#### EXERCISE AIM
Can you print every one of the records below again, line for line and without any changes?
=====
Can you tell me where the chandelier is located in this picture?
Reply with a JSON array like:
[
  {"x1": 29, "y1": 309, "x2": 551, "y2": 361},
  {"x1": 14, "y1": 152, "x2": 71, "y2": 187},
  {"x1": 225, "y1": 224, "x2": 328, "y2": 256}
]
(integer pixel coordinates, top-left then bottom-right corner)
=====
#### WORKED SOLUTION
Can you tell me where the chandelier is located in this picture?
Reply with a JSON array like:
[
  {"x1": 29, "y1": 309, "x2": 551, "y2": 361},
  {"x1": 14, "y1": 152, "x2": 71, "y2": 187},
  {"x1": 225, "y1": 224, "x2": 328, "y2": 256}
]
(integer pixel coordinates, top-left then bottom-right corner)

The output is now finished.